**SELECTED EXCERPT:**
———

California Supreme Court Says Individual Supervisors Cannot be Held Personally Liable for Retaliation

As most of you know, California’s Fair Employment and Housing Act (“FEHA”) prohibits discrimination and harassment on the basis of sex, race, religion, color, national origin, ancestry, disability, medical condition, marital status, age, pregnancy, and sexual orientation. FEHA also prohibits retaliating against an employee for opposing or complaining about discrimination or harassment.

For the past decade, both the California Legislature and the California Courts have grappled with the issue of whether individual supervisors or co-workers can be held personally liable for discrimination, harassment or retaliation. Ten years ago, the California Supreme Court held that individuals may not be held personally liable for discrimination, and that liability for discrimination instead lies only with the employer. For example, assume that Company X is found to have terminated an employee because of her race. Company X can be held liable for discrimination. The supervisor who made the termination decision, however, cannot be held liable.

In contrast, FEHA specifically provides that individual supervisors and co-workers can be held liable for harassment. So assume that Supervisor Y, who works for Company X, is found to have sexually harassed an employee. In this case, Company X and Supervisor Y can both be held liable for harassment.

What about retaliation? For the past five to ten years, most courts that have considered the issue have held that individuals can be held liable for retaliation. On March 3, 2008, however, the California Supreme Court held that individuals cannot be held personally liable for at least some forms of retaliation. Here’s an example of what this means. Assume an employee of Company X complains to the HR Department that he believes he was passed over for a promotion because of his sexual orientation. The HR Department discusses the issue with the employee’s supervisor, who is angry to learn of the employee’s complaint. One month later, the supervisor fires the employee for performance issues. If the employee can prove that the performance issues were pretextual, and that he was actually fired because of his discrimination complaint, Company X may be liable for retaliation. The supervisor, however, may not be held personally liable.

———

**SUPPLIED MATERIAL:**

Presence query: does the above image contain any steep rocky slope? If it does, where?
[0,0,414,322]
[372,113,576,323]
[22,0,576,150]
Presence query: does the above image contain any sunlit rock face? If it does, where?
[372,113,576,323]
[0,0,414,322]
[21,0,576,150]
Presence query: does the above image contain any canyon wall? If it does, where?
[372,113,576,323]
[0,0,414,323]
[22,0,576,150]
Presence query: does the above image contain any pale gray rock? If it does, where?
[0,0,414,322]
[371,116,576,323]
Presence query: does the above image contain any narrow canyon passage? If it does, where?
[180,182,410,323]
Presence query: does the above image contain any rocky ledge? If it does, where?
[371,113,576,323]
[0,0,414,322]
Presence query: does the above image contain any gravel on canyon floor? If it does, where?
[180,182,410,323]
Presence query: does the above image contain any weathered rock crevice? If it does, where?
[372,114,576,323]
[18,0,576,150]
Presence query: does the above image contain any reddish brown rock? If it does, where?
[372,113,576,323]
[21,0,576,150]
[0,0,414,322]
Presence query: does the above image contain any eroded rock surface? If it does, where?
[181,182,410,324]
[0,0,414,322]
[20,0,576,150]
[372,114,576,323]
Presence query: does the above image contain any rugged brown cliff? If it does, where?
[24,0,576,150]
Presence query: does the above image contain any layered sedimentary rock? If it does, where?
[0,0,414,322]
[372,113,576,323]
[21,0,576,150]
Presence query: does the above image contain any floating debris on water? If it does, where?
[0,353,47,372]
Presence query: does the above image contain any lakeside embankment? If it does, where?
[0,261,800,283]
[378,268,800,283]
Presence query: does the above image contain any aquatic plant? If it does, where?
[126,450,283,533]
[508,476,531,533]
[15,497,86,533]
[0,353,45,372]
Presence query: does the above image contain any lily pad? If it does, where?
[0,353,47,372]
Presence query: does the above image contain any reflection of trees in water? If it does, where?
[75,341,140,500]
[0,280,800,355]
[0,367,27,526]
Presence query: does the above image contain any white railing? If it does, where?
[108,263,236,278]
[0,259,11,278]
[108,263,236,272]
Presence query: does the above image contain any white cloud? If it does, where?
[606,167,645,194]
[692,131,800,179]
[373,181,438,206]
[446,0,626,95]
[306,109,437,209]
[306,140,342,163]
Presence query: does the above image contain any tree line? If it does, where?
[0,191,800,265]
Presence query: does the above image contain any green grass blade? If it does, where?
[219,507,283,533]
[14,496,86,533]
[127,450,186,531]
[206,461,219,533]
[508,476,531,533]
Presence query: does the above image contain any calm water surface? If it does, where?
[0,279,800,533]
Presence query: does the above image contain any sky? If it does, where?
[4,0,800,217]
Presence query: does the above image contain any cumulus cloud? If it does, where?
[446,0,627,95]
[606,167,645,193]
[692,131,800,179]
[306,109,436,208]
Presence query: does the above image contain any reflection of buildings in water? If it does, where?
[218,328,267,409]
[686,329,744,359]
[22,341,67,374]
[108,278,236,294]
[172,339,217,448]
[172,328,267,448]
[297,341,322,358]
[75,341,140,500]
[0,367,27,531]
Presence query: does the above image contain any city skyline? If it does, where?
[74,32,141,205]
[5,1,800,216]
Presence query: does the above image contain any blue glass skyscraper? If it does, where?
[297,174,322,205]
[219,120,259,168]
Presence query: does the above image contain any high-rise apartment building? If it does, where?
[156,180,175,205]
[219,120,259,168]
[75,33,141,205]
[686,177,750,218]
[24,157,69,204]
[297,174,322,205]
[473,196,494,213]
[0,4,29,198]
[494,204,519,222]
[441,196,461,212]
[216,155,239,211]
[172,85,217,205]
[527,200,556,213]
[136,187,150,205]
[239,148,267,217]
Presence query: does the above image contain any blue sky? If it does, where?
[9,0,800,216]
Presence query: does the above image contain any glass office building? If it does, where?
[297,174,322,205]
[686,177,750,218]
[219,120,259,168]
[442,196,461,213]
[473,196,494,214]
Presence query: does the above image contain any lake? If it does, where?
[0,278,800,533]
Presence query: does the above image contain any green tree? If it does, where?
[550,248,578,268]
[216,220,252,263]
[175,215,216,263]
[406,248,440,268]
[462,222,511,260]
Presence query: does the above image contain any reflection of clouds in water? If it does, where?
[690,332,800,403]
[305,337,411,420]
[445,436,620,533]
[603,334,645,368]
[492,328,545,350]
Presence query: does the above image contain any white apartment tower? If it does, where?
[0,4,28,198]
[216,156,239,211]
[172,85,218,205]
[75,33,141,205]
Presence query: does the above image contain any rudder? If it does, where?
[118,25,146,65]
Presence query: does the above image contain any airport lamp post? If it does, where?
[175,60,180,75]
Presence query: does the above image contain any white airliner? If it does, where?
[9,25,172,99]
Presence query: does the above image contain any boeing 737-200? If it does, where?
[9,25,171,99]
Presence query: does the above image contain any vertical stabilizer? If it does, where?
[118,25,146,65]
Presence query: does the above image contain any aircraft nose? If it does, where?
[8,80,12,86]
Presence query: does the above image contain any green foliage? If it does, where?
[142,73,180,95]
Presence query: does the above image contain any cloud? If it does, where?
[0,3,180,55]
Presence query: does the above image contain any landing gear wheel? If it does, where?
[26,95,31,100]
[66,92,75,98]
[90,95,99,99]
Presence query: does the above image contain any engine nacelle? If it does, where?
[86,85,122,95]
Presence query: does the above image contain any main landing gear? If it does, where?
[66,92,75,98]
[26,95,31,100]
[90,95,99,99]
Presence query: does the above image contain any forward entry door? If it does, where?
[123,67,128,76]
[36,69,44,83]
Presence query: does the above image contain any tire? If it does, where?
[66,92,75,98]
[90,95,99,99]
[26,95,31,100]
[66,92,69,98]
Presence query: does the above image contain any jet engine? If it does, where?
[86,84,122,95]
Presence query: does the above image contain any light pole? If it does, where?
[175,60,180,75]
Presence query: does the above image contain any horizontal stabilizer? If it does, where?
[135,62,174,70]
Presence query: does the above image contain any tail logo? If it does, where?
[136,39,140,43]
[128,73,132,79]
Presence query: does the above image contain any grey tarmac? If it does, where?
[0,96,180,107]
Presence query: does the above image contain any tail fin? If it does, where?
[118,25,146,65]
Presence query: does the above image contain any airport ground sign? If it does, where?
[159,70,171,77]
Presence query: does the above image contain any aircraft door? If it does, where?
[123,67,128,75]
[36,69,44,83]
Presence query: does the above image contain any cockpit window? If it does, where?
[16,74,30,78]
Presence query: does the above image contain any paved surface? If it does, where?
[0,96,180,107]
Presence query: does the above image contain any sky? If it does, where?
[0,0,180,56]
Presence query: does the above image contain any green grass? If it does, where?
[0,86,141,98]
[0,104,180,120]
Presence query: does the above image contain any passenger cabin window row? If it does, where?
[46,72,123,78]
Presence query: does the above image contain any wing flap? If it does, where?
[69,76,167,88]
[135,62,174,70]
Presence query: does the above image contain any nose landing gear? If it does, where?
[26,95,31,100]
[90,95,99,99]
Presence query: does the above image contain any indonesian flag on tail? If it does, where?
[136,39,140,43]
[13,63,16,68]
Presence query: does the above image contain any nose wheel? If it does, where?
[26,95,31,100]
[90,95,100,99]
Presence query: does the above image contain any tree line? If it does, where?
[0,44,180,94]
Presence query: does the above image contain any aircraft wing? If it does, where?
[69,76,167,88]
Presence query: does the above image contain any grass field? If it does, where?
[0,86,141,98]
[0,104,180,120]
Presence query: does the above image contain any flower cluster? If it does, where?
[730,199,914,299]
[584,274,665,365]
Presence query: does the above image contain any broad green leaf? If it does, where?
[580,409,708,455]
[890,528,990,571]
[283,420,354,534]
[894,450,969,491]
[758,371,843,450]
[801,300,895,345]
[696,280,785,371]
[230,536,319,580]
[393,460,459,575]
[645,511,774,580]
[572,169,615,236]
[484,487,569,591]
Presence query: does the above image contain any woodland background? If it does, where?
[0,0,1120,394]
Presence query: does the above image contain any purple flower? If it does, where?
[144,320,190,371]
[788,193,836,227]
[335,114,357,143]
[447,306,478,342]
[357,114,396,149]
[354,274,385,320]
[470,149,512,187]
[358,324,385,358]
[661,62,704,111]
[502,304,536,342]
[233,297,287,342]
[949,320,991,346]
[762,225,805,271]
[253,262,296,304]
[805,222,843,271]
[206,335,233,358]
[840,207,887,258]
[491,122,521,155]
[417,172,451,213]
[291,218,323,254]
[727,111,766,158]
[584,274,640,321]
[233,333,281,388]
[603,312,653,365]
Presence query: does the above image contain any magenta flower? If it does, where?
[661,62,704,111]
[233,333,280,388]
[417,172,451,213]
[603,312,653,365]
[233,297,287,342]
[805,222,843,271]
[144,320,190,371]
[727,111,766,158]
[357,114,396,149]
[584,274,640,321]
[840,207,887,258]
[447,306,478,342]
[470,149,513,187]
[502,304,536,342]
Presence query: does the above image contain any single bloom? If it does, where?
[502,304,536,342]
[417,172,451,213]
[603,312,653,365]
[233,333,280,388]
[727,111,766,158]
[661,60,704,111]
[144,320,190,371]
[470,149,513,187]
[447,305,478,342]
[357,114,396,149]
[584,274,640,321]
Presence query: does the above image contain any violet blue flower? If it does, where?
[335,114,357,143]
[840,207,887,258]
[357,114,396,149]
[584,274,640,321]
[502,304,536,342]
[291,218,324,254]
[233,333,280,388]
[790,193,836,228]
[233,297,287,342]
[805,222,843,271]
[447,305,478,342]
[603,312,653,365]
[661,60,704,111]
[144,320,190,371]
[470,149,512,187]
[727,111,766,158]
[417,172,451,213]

———

**EXERCISE INSTRUCTIONS:**
1/ List the three kinds of wrongful conduct that the supervisor liability article examines for individual personal liability.
2/ Translate this sentence from the supervisor liability article into Spanish: "In contrast, FEHA specifically provides that individual supervisors and co-workers can be held liable for harassment."
3/ Set down the passage of the supervisor liability article starting at "California Supreme Court Says" and ending at "discrimination or harassment.", with no changes.
Work only from the supervisor liability article, not the data.

**COMPLETED EXERCISE:**
1/
Discrimination
Harassment
Retaliation

2/ En cambio, la FEHA establece específicamente que los supervisores y compañeros de trabajo, a título individual, pueden ser considerados responsables por acoso.

3/
California Supreme Court Says Individual Supervisors Cannot be Held Personally Liable for Retaliation

As most of you know, California’s Fair Employment and Housing Act (“FEHA”) prohibits discrimination and harassment on the basis of sex, race, religion, color, national origin, ancestry, disability, medical condition, marital status, age, pregnancy, and sexual orientation. FEHA also prohibits retaliating against an employee for opposing or complaining about discrimination or harassment.